▶ _About this task_
Could you return each line below without altering a word?

▶ _Records from a collection_
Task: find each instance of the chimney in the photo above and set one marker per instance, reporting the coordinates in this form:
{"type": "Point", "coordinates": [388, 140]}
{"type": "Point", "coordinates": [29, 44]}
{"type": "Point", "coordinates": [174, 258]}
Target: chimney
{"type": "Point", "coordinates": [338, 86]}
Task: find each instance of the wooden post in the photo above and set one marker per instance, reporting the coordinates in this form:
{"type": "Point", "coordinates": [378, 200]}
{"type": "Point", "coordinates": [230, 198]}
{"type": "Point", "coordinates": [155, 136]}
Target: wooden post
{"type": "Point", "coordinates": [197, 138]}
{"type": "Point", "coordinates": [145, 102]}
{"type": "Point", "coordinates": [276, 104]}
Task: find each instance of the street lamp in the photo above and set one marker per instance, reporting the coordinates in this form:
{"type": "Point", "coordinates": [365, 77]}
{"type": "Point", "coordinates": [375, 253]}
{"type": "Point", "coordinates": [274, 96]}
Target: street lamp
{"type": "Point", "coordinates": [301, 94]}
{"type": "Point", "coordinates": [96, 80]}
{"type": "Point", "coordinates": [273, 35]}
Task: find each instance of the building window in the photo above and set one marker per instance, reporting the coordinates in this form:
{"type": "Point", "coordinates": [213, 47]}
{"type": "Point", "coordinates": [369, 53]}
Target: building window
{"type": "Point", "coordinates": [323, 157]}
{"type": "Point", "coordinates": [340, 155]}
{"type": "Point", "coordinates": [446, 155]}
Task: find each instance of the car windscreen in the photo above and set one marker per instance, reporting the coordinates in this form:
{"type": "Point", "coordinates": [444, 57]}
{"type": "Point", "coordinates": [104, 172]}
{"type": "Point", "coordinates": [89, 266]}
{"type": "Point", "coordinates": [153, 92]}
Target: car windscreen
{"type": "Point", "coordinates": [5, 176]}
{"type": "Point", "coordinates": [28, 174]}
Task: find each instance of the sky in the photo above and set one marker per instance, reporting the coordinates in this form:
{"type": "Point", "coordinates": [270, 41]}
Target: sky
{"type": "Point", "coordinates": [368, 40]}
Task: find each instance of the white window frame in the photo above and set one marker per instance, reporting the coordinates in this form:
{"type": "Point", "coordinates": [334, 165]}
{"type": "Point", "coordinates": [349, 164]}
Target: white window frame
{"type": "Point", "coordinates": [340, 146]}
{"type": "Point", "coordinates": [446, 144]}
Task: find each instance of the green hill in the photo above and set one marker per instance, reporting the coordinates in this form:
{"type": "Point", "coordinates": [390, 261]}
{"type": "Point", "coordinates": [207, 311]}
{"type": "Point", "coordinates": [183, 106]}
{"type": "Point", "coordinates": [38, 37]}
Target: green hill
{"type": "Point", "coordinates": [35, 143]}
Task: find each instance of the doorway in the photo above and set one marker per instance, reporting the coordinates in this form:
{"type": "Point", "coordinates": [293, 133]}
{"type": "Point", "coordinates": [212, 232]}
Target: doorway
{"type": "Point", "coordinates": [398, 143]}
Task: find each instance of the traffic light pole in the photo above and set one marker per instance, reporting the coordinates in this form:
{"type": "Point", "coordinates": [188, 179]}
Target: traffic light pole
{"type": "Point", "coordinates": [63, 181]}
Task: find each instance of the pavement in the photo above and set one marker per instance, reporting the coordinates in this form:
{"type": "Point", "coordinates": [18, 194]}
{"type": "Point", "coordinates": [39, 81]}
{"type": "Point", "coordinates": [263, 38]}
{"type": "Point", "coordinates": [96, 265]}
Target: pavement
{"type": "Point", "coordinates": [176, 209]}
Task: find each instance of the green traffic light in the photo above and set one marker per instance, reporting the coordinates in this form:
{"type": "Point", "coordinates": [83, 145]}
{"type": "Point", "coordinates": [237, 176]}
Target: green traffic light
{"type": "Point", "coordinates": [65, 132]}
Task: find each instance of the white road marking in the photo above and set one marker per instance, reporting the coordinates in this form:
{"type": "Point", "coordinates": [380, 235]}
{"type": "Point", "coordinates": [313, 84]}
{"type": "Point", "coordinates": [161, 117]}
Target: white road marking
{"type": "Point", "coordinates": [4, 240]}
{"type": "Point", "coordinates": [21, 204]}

▶ _Worked solution_
Task: find each instance of the chimney in the photo above and set one marker per instance, reporting the coordinates in this form:
{"type": "Point", "coordinates": [388, 140]}
{"type": "Point", "coordinates": [29, 44]}
{"type": "Point", "coordinates": [174, 258]}
Target: chimney
{"type": "Point", "coordinates": [338, 86]}
Task: find each instance of the wooden post in the photo above and set one marker per instance, reporting the coordinates in this form:
{"type": "Point", "coordinates": [378, 200]}
{"type": "Point", "coordinates": [230, 198]}
{"type": "Point", "coordinates": [155, 136]}
Target: wooden post
{"type": "Point", "coordinates": [197, 138]}
{"type": "Point", "coordinates": [145, 102]}
{"type": "Point", "coordinates": [276, 104]}
Task: find each instance of the street lamp in the photo above and set one marker per instance, reporting the coordinates in this form:
{"type": "Point", "coordinates": [365, 77]}
{"type": "Point", "coordinates": [375, 253]}
{"type": "Point", "coordinates": [274, 96]}
Target: street lamp
{"type": "Point", "coordinates": [301, 94]}
{"type": "Point", "coordinates": [96, 80]}
{"type": "Point", "coordinates": [273, 35]}
Task: find each instance of the building window in the photo above and set one marker per instance, reporting the coordinates in this form:
{"type": "Point", "coordinates": [213, 47]}
{"type": "Point", "coordinates": [369, 53]}
Target: building window
{"type": "Point", "coordinates": [323, 157]}
{"type": "Point", "coordinates": [340, 155]}
{"type": "Point", "coordinates": [446, 155]}
Task: find each instance of the car windscreen in the photo above and set one marker per instance, reporting the coordinates in this form:
{"type": "Point", "coordinates": [444, 57]}
{"type": "Point", "coordinates": [104, 172]}
{"type": "Point", "coordinates": [89, 266]}
{"type": "Point", "coordinates": [153, 92]}
Target: car windscreen
{"type": "Point", "coordinates": [5, 176]}
{"type": "Point", "coordinates": [28, 174]}
Task: find each instance of the sky in the photo above and set one marker per instance, reporting the coordinates in this form:
{"type": "Point", "coordinates": [270, 41]}
Target: sky
{"type": "Point", "coordinates": [368, 40]}
Task: find each instance of the white window frame in the photo above and set one marker per instance, reporting the coordinates in this form:
{"type": "Point", "coordinates": [334, 165]}
{"type": "Point", "coordinates": [349, 164]}
Target: white window frame
{"type": "Point", "coordinates": [340, 146]}
{"type": "Point", "coordinates": [446, 144]}
Task: find each instance of the green hill in the photo above and set one marker per instance, reporting the coordinates in this form:
{"type": "Point", "coordinates": [390, 261]}
{"type": "Point", "coordinates": [207, 311]}
{"type": "Point", "coordinates": [183, 106]}
{"type": "Point", "coordinates": [38, 37]}
Target: green hill
{"type": "Point", "coordinates": [35, 143]}
Task: find each instance of the doorway in the photo above and set one marker per instance, reporting the coordinates in this form:
{"type": "Point", "coordinates": [293, 133]}
{"type": "Point", "coordinates": [212, 232]}
Target: doorway
{"type": "Point", "coordinates": [398, 143]}
Task: find each instance of the traffic light pole in the photo above and set one marker per instance, reporting the coordinates in this form:
{"type": "Point", "coordinates": [188, 179]}
Target: traffic light pole
{"type": "Point", "coordinates": [63, 181]}
Task: find each instance of the pavement in the photo above and set one marker per instance, reporting the coordinates in this form:
{"type": "Point", "coordinates": [18, 194]}
{"type": "Point", "coordinates": [39, 81]}
{"type": "Point", "coordinates": [263, 38]}
{"type": "Point", "coordinates": [96, 265]}
Target: pavement
{"type": "Point", "coordinates": [176, 209]}
Task: find each instance of the green traffic light in the photo above and set one marker per instance, reporting the coordinates in this form:
{"type": "Point", "coordinates": [83, 145]}
{"type": "Point", "coordinates": [237, 176]}
Target: green traffic light
{"type": "Point", "coordinates": [65, 132]}
Task: find each instance of the white road marking in the photo above and set one marker per instance, reporting the coordinates in this form:
{"type": "Point", "coordinates": [380, 235]}
{"type": "Point", "coordinates": [313, 84]}
{"type": "Point", "coordinates": [161, 117]}
Target: white road marking
{"type": "Point", "coordinates": [4, 240]}
{"type": "Point", "coordinates": [21, 204]}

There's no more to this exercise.